### SOURCE DATA

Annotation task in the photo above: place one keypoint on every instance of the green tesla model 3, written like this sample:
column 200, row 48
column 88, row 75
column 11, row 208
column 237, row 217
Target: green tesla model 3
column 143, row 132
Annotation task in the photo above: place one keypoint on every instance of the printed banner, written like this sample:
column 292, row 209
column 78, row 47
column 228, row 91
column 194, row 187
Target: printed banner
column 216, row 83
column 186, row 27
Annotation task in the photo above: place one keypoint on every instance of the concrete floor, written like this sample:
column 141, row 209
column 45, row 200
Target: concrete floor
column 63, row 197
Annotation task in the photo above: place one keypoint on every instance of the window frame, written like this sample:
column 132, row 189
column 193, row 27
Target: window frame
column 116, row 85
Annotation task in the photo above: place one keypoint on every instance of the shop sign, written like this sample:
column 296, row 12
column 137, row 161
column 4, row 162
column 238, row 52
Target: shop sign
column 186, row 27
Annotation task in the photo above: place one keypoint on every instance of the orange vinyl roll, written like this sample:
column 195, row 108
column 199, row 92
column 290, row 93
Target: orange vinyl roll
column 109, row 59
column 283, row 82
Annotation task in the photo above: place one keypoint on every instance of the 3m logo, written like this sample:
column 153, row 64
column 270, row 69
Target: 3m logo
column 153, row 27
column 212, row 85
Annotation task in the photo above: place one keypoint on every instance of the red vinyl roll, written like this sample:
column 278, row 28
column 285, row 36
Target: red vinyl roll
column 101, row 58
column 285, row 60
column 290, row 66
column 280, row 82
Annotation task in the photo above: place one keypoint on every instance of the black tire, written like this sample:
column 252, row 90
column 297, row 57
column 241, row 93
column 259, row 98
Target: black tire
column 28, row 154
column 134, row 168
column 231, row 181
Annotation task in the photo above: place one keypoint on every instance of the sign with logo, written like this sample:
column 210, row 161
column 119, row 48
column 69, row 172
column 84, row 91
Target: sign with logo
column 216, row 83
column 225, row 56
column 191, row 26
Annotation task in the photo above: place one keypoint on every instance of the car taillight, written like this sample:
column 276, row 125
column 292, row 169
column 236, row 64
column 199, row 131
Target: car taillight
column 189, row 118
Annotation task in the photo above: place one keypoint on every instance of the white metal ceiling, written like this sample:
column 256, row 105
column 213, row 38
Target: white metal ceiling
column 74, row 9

...

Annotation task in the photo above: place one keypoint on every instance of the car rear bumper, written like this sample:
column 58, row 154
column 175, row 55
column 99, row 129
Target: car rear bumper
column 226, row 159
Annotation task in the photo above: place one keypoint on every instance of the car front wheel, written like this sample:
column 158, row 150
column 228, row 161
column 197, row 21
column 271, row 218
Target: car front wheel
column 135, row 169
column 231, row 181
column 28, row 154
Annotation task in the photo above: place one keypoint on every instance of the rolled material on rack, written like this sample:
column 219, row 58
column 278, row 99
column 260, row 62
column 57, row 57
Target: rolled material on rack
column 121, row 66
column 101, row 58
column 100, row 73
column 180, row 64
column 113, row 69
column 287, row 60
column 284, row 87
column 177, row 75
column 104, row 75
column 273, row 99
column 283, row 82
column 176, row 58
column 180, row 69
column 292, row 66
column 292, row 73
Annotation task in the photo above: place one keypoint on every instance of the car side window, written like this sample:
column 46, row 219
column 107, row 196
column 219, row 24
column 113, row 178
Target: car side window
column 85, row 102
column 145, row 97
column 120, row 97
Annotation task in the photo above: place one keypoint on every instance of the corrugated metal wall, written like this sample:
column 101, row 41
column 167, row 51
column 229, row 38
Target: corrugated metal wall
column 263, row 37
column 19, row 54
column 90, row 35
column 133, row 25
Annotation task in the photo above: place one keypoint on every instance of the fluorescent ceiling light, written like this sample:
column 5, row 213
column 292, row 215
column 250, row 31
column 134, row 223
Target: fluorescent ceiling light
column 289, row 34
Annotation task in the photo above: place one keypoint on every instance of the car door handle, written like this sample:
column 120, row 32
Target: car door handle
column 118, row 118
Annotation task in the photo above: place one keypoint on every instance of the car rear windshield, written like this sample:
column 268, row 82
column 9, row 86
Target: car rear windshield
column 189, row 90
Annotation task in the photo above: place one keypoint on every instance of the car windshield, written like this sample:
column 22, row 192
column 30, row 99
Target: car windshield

==

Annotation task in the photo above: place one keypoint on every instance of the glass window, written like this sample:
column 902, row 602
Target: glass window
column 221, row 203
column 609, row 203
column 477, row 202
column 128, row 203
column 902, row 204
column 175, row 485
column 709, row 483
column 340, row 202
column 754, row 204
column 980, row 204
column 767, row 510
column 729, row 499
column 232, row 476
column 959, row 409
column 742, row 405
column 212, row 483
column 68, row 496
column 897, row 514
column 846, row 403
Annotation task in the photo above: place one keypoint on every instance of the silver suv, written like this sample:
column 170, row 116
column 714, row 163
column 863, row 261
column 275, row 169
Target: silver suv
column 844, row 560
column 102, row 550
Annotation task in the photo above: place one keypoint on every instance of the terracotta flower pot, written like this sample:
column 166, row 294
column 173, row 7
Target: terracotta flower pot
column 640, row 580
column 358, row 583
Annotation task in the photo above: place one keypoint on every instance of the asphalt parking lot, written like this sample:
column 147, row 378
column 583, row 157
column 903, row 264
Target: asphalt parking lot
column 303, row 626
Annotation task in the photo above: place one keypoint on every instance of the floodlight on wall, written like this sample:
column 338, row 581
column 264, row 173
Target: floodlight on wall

### TASK BRIEF
Can you rewrite the stretch of the listing from the line containing "the car side" through the line containing "column 120, row 97", changing "side window" to "door window" and leaving everything else as it is? Return only those lines.

### EXERCISE OUTPUT
Annotation task in the photo above: place one keypoint on every instance of the car door window, written like this sample:
column 46, row 219
column 107, row 196
column 219, row 24
column 113, row 178
Target: car door window
column 85, row 102
column 145, row 97
column 120, row 97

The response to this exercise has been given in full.